What you will do — Identify every line of the records that contains the word "black", and copy each of those lines. Matching is case-sensitive.

-- Start --

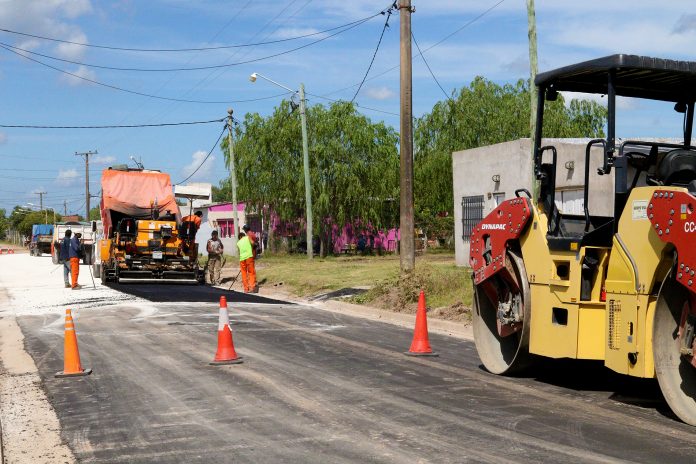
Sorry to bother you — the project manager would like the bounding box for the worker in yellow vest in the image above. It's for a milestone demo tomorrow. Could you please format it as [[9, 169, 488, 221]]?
[[237, 232, 259, 293]]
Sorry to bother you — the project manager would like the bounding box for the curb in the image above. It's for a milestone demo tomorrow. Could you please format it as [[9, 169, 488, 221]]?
[[259, 288, 474, 341]]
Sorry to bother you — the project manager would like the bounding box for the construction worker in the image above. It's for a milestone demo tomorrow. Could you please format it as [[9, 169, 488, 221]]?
[[237, 232, 259, 293], [206, 230, 225, 285], [58, 229, 72, 288], [242, 224, 259, 258], [181, 211, 203, 230], [68, 230, 82, 290]]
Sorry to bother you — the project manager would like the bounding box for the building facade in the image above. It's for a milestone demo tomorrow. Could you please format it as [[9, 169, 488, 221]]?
[[452, 139, 614, 266]]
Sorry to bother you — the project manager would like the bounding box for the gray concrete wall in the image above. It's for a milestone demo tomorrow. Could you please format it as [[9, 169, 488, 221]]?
[[452, 139, 614, 266]]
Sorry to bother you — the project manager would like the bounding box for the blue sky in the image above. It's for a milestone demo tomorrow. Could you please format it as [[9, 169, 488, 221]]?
[[0, 0, 696, 214]]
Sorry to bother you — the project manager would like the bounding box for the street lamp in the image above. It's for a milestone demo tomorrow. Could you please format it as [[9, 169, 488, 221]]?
[[249, 73, 314, 259]]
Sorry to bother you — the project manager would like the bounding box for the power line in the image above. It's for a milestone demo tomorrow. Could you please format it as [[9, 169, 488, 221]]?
[[0, 45, 289, 105], [411, 31, 451, 100], [0, 13, 379, 53], [307, 92, 399, 116], [324, 0, 505, 96], [0, 118, 225, 129], [174, 125, 227, 185], [0, 13, 382, 72], [350, 2, 396, 103]]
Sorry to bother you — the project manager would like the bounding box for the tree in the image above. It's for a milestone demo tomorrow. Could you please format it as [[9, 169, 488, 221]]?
[[223, 101, 399, 255], [414, 77, 607, 214]]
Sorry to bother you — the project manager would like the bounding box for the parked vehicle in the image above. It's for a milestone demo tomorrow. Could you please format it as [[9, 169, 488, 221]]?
[[470, 55, 696, 426], [51, 221, 101, 265], [29, 224, 53, 256], [95, 166, 205, 284]]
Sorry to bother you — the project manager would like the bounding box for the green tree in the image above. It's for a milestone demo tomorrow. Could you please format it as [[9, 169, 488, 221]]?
[[414, 77, 607, 214], [223, 101, 399, 255]]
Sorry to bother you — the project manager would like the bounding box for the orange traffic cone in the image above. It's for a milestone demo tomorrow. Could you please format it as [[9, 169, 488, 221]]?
[[56, 309, 92, 377], [210, 296, 243, 366], [405, 290, 438, 356]]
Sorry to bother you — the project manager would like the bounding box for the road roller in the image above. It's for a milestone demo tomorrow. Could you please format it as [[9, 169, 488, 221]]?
[[469, 54, 696, 426]]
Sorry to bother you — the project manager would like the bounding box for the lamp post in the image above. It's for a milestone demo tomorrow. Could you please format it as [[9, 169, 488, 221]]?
[[249, 73, 314, 259]]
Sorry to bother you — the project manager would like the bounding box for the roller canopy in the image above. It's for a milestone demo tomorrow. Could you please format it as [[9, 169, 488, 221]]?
[[101, 169, 179, 218], [534, 55, 696, 102]]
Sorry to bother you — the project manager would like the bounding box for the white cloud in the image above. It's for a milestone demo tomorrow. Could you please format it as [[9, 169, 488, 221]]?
[[56, 169, 79, 187], [92, 155, 116, 164], [273, 27, 326, 40], [60, 66, 97, 86], [365, 87, 396, 100], [181, 151, 215, 181]]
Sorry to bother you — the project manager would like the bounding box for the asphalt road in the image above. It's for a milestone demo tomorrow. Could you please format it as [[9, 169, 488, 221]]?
[[18, 286, 696, 463]]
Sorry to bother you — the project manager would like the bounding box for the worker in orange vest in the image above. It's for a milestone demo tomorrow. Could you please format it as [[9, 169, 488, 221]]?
[[181, 211, 203, 230]]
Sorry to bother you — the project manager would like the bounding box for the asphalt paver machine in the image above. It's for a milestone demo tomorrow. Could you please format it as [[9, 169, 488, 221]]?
[[470, 55, 696, 426]]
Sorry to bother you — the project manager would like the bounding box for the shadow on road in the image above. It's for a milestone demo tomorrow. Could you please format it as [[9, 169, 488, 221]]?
[[107, 283, 293, 305]]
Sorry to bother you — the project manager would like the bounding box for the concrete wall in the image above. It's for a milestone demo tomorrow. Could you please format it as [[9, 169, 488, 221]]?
[[452, 139, 614, 266]]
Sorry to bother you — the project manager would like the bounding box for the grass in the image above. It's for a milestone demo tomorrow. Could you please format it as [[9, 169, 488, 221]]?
[[257, 252, 471, 320]]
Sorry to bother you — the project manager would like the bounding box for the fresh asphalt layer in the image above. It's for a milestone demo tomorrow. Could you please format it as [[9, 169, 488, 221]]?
[[18, 287, 696, 463]]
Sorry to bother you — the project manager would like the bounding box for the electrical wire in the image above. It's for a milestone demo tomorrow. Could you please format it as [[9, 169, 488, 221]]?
[[0, 118, 227, 129], [174, 124, 227, 185], [350, 2, 396, 103], [307, 92, 399, 116], [0, 45, 290, 105], [411, 31, 451, 100], [0, 13, 380, 53], [324, 0, 505, 96], [0, 12, 382, 72]]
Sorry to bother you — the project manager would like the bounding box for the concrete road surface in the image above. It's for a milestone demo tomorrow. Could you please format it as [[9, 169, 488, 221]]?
[[13, 286, 696, 463]]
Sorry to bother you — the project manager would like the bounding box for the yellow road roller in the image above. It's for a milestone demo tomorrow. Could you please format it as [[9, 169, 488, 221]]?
[[469, 55, 696, 426]]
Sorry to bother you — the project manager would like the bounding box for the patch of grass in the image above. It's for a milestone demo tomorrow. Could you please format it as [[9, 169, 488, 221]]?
[[257, 252, 472, 320]]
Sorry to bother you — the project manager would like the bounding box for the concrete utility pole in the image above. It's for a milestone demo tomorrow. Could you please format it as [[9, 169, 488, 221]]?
[[399, 0, 416, 272], [227, 108, 239, 256], [75, 150, 98, 221], [300, 84, 314, 259], [527, 0, 538, 194], [34, 192, 47, 211]]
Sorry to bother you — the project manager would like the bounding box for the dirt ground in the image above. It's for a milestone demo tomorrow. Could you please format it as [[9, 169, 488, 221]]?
[[0, 317, 75, 464]]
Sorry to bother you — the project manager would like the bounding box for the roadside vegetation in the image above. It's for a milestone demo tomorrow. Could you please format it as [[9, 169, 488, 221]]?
[[257, 251, 471, 322]]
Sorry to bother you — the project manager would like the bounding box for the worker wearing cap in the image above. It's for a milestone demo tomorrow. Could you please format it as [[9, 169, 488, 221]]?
[[68, 230, 82, 290], [237, 232, 259, 293], [242, 224, 259, 258], [206, 230, 225, 285], [181, 211, 203, 230]]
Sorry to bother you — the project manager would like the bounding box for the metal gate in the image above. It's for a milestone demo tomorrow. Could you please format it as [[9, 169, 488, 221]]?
[[462, 195, 483, 242]]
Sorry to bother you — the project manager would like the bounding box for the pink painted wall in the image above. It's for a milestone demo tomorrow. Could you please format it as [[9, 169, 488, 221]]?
[[208, 203, 244, 212]]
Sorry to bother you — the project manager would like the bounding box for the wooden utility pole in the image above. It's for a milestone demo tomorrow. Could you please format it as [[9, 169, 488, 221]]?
[[399, 0, 416, 273], [227, 108, 239, 256], [75, 150, 98, 221], [527, 0, 538, 194]]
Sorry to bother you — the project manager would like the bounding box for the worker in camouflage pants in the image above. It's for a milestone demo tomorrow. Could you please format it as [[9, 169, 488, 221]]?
[[206, 230, 225, 285]]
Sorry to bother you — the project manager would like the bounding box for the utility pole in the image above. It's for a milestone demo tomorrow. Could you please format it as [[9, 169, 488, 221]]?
[[75, 150, 98, 221], [300, 84, 314, 259], [34, 192, 47, 211], [227, 108, 239, 256], [527, 0, 540, 198], [399, 0, 416, 273]]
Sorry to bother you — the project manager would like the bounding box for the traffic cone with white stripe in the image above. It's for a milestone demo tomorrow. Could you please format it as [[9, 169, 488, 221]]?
[[404, 290, 438, 356], [56, 309, 92, 377], [210, 296, 243, 366]]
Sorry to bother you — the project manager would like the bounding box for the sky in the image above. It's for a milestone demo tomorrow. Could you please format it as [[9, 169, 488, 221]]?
[[0, 0, 696, 215]]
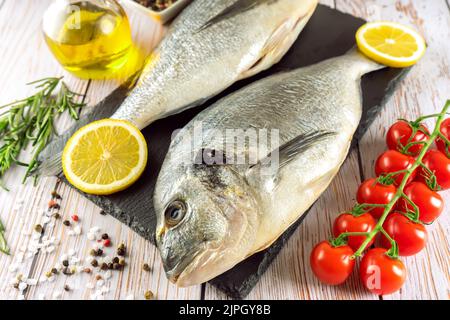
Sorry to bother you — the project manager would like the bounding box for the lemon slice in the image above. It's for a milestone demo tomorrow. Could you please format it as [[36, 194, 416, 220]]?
[[62, 119, 148, 195], [356, 21, 426, 68]]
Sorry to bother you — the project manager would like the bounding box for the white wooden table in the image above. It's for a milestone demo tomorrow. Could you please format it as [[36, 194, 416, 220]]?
[[0, 0, 450, 299]]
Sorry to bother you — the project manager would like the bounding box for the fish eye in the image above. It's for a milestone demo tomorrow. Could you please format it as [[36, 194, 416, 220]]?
[[165, 200, 186, 227]]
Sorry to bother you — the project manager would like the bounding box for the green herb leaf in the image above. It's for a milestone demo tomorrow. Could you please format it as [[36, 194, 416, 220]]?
[[0, 78, 85, 254]]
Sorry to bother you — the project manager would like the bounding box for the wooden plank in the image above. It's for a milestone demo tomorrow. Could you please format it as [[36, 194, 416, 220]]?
[[337, 0, 450, 299], [0, 0, 87, 298], [20, 2, 200, 299]]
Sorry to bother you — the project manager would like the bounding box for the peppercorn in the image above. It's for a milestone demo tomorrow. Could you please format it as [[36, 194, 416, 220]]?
[[83, 266, 93, 273], [34, 224, 43, 233], [117, 243, 126, 257], [142, 263, 151, 272], [144, 290, 155, 300], [63, 267, 73, 276], [52, 190, 62, 200]]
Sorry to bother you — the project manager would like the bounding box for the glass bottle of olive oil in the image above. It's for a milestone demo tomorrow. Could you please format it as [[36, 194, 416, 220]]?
[[43, 0, 133, 79]]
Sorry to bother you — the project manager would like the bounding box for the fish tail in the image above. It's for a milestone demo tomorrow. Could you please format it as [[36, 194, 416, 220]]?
[[342, 47, 386, 78]]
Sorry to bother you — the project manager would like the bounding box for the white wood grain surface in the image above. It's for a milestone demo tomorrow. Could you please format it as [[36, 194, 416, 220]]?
[[0, 0, 450, 299]]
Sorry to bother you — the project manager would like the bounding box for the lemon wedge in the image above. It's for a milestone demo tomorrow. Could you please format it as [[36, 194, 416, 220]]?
[[62, 119, 148, 195], [356, 21, 426, 68]]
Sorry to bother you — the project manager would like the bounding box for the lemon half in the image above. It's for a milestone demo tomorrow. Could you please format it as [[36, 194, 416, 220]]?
[[62, 119, 148, 195], [356, 21, 426, 68]]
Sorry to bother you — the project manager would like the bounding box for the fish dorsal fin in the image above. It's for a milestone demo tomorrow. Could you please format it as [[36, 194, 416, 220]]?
[[246, 130, 337, 182], [197, 0, 278, 32]]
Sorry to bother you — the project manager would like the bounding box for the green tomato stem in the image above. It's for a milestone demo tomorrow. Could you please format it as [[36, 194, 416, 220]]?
[[354, 100, 450, 258]]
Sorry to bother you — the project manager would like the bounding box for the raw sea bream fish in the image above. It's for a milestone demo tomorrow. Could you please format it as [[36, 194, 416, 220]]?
[[113, 0, 317, 129], [154, 50, 383, 287], [39, 0, 318, 176]]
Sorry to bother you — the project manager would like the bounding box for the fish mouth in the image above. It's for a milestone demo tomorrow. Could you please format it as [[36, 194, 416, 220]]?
[[163, 252, 200, 284]]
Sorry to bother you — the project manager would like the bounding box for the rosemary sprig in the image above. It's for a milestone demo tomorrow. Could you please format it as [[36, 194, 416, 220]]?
[[0, 221, 9, 255], [0, 78, 85, 182], [0, 78, 85, 254]]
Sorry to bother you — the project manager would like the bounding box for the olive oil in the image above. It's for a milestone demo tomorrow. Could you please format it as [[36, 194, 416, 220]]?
[[43, 0, 137, 79]]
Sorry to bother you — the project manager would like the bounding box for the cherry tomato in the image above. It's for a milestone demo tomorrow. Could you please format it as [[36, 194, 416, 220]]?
[[356, 179, 397, 219], [418, 150, 450, 190], [381, 212, 428, 256], [397, 181, 444, 224], [333, 213, 377, 251], [375, 150, 416, 186], [359, 248, 406, 295], [436, 118, 450, 158], [386, 120, 429, 156], [310, 241, 355, 285]]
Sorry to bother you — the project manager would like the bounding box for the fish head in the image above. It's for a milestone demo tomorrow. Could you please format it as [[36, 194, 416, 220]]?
[[154, 161, 258, 287]]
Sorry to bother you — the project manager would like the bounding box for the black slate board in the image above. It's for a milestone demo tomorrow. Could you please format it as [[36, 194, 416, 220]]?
[[57, 5, 407, 299]]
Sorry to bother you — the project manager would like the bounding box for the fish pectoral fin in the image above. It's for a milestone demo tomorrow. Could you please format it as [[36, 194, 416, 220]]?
[[248, 130, 337, 175], [240, 10, 314, 79]]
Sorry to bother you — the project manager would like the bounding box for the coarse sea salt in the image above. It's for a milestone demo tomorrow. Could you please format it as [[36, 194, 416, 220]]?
[[8, 263, 19, 273], [19, 281, 28, 291], [86, 282, 95, 289], [73, 226, 81, 235], [89, 226, 100, 233], [52, 291, 62, 299], [45, 246, 56, 253]]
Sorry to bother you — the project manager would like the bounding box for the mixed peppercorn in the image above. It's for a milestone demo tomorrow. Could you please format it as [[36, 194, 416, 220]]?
[[134, 0, 177, 11]]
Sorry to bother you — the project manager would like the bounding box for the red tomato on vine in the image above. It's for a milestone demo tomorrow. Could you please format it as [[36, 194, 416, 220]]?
[[359, 248, 406, 295], [397, 181, 444, 224], [436, 118, 450, 158], [333, 213, 377, 251], [418, 150, 450, 191], [310, 241, 355, 285], [356, 179, 397, 219], [386, 120, 430, 156], [375, 150, 416, 186], [381, 212, 428, 256]]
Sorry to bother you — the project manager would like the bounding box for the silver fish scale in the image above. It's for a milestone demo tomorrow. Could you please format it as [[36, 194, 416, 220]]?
[[112, 0, 316, 129], [162, 50, 377, 176], [154, 50, 381, 286]]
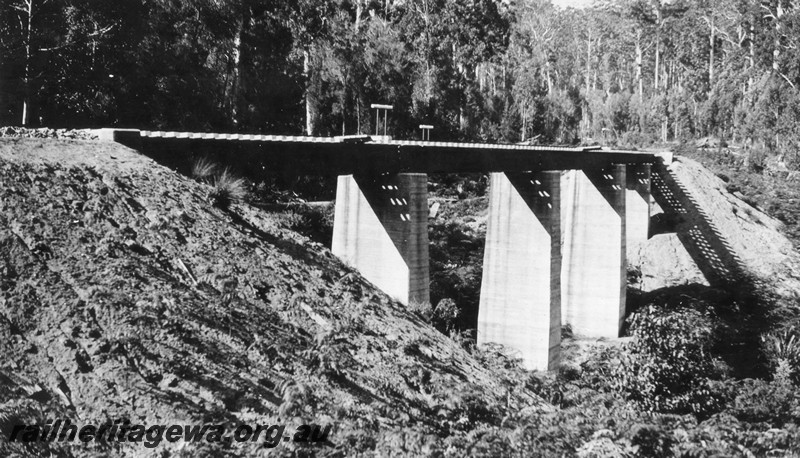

-- End --

Written reply —
Sorry to bother you — the project manager would like the bounding box for the black slate board in the image above. It's for a milestone demo tomorrow. Could you please format it as [[36, 194, 416, 220]]?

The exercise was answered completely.